> [WORK REQUIRED]:
Select the lines below containing the word "autumn".
DATASET Start Marker
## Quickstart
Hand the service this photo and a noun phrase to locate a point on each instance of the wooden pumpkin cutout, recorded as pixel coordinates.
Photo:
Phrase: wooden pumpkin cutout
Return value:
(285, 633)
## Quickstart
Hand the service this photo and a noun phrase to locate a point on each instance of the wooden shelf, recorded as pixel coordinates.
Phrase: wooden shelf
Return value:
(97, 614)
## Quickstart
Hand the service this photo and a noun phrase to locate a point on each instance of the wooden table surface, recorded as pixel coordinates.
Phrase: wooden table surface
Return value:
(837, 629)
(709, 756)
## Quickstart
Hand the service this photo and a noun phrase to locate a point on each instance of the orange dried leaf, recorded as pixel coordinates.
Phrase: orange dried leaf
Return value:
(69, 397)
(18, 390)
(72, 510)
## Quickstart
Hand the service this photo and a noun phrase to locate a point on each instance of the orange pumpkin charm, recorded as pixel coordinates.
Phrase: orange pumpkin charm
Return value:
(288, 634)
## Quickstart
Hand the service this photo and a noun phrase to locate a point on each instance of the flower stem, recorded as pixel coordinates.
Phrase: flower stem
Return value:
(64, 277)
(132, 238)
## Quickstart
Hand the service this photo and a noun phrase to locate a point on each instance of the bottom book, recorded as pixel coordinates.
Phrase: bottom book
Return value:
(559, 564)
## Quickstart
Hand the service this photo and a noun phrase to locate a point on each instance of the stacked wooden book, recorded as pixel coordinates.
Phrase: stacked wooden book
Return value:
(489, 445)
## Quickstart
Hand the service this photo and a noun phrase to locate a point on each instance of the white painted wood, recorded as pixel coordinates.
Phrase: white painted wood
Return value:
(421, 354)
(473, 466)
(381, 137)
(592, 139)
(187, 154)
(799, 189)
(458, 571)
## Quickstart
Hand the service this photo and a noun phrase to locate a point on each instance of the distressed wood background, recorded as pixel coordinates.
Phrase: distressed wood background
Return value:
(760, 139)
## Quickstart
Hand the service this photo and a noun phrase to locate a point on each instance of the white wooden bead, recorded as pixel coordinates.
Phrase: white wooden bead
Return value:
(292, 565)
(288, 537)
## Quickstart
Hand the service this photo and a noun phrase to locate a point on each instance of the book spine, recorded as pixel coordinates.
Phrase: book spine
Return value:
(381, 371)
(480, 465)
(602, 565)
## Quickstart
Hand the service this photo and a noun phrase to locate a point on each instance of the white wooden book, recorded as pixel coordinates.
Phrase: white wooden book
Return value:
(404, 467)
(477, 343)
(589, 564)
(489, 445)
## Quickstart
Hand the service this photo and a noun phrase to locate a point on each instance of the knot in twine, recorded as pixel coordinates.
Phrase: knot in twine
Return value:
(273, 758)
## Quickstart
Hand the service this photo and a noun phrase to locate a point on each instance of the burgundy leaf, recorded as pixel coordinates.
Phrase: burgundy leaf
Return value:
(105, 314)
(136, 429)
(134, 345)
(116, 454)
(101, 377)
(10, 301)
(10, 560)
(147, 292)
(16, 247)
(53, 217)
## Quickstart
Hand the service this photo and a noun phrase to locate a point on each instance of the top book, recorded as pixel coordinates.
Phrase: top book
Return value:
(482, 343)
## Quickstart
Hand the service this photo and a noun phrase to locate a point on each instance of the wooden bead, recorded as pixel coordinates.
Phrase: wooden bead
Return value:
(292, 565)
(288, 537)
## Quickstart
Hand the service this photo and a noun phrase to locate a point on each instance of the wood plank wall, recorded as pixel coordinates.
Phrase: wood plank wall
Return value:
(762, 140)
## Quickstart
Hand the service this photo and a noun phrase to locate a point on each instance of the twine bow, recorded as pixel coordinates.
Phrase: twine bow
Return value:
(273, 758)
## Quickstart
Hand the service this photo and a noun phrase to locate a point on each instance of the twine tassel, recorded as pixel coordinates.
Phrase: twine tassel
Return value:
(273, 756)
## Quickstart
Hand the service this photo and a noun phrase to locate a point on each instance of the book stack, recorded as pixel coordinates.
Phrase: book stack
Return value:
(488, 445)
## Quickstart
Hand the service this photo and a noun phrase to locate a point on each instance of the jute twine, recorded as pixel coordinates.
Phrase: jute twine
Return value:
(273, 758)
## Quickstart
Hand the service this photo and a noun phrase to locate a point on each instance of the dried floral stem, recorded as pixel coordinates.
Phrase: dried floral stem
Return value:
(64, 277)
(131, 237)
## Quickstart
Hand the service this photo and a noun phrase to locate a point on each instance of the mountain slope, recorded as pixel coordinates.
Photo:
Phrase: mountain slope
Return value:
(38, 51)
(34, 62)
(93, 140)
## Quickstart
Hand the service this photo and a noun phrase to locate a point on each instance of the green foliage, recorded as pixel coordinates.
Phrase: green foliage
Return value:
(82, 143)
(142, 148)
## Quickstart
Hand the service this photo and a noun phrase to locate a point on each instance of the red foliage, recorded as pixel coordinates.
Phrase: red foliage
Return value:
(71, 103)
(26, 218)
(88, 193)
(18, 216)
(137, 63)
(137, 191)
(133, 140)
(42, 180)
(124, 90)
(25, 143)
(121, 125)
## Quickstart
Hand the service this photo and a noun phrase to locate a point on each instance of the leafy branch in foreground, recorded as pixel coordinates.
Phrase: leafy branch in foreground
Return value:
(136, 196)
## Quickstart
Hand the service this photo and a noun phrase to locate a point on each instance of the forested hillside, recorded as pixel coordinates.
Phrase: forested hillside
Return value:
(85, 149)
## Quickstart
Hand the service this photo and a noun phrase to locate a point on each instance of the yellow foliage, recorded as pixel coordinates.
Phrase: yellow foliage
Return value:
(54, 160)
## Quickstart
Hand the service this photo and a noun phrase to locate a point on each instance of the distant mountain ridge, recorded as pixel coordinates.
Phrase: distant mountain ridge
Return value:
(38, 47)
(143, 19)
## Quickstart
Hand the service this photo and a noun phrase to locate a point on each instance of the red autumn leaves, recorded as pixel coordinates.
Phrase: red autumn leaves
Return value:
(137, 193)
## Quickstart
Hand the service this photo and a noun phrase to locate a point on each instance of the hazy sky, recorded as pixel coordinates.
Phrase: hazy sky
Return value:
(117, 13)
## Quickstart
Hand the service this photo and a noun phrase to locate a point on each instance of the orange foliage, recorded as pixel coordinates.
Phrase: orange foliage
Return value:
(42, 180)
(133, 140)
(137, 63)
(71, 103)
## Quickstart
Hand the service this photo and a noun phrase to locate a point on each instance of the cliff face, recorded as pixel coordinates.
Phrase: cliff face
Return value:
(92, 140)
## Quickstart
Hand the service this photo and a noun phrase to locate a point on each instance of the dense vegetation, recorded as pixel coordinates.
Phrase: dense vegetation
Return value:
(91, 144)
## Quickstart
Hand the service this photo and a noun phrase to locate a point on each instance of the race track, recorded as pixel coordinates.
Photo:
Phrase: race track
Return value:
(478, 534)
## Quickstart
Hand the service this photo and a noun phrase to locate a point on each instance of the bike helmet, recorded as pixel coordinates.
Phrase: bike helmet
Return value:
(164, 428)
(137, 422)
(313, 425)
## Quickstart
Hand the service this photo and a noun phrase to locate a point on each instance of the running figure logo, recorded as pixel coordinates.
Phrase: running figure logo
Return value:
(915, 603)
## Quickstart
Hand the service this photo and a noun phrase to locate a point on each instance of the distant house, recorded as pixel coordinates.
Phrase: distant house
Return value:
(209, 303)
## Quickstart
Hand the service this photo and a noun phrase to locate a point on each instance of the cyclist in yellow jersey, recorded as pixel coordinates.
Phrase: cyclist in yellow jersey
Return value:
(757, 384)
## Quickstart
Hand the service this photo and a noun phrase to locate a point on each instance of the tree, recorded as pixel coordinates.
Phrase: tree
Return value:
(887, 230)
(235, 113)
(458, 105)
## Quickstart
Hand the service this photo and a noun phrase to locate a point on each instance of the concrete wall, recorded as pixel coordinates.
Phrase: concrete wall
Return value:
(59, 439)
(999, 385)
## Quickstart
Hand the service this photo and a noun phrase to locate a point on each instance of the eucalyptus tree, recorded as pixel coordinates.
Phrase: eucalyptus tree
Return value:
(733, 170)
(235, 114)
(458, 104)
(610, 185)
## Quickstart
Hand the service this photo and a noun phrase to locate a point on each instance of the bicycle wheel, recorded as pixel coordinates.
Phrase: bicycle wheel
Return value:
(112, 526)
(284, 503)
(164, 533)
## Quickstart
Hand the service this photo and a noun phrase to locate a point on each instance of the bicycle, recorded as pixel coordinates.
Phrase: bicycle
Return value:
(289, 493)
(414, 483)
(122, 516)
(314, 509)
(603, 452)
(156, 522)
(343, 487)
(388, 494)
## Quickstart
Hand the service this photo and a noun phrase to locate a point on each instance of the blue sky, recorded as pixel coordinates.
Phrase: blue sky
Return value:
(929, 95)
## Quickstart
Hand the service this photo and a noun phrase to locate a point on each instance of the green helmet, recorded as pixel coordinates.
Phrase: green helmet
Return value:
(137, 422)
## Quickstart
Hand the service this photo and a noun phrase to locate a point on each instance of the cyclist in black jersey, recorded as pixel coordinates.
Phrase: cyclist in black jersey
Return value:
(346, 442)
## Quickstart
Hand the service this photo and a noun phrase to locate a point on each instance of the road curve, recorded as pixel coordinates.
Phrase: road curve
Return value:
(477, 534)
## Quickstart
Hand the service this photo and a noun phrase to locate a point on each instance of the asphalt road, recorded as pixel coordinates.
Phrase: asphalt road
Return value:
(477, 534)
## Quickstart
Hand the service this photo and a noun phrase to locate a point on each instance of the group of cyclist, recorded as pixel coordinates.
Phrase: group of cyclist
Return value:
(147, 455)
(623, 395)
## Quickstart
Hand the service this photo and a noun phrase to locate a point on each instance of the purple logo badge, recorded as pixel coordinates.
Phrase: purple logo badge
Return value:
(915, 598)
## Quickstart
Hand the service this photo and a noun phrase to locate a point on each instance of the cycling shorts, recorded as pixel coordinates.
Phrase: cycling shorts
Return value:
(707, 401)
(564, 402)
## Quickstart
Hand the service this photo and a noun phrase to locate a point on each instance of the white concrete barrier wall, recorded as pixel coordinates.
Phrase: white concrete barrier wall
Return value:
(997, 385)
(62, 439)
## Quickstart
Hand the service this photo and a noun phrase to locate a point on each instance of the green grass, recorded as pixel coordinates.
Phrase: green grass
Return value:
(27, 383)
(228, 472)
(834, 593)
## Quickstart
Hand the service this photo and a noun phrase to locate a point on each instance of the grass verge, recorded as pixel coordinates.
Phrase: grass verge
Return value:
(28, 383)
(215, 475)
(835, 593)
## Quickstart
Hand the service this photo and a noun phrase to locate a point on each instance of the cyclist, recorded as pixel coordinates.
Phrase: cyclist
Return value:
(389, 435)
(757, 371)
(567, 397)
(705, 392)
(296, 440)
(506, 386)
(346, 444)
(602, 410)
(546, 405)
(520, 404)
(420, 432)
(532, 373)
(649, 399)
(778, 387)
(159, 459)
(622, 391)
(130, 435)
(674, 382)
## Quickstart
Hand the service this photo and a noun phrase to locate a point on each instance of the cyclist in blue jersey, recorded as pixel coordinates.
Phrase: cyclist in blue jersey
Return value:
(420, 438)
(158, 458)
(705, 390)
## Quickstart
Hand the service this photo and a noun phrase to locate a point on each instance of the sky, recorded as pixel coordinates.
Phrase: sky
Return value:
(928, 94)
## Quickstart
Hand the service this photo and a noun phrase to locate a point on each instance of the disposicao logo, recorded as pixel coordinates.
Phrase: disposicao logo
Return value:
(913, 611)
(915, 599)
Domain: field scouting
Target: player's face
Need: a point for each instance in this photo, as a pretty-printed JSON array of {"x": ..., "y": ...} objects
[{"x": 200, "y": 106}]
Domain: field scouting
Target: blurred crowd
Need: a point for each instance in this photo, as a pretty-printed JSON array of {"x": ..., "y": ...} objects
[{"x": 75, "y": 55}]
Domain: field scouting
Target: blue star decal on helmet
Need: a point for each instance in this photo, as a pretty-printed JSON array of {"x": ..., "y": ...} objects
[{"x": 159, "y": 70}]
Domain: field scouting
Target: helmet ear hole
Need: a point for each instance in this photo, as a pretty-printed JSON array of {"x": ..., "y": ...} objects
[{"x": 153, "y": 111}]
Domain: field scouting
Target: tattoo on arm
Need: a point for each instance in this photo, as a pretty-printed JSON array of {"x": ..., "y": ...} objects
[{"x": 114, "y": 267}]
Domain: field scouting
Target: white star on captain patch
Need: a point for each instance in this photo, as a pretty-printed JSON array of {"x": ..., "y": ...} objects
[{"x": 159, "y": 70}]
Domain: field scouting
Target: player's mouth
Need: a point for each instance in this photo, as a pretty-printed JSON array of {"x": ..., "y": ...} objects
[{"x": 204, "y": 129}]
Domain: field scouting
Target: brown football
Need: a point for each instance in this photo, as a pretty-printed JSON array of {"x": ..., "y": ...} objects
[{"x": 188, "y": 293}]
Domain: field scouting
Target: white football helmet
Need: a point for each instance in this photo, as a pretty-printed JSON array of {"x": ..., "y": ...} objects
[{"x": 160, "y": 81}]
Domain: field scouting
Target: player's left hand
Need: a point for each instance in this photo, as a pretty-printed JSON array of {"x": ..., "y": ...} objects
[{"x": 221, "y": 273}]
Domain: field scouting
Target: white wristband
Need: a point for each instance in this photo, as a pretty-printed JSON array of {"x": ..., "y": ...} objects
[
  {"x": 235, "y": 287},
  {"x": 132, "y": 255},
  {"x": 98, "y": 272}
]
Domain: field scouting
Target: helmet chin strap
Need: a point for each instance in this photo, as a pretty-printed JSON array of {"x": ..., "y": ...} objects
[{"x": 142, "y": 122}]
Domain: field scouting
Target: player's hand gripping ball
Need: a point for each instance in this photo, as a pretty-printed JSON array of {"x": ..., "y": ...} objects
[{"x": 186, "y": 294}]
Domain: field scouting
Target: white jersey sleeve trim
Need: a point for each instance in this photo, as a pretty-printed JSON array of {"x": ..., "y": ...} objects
DATASET End Marker
> [OUTPUT BELOW]:
Hand the service this photo and a noun phrase to locate a point on each instance of the red autumn leaves, recorded as pixel coordinates.
Phrase: red autumn leaves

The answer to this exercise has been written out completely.